Image point grounding data

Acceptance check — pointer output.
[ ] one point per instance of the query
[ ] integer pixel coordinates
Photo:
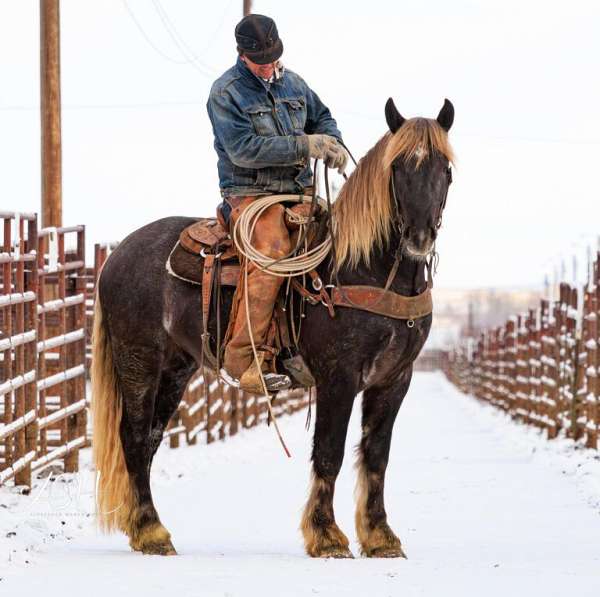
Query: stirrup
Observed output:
(251, 379)
(274, 382)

§ Work instructions
Repeat every entry exactly, but leave out the pictures.

§ Answer to this exercise
Acceptance check — pointer output.
[ ] one point per instance of the query
[ ] integer pixel coordinates
Photo:
Query: stirrup
Observed output:
(251, 379)
(274, 382)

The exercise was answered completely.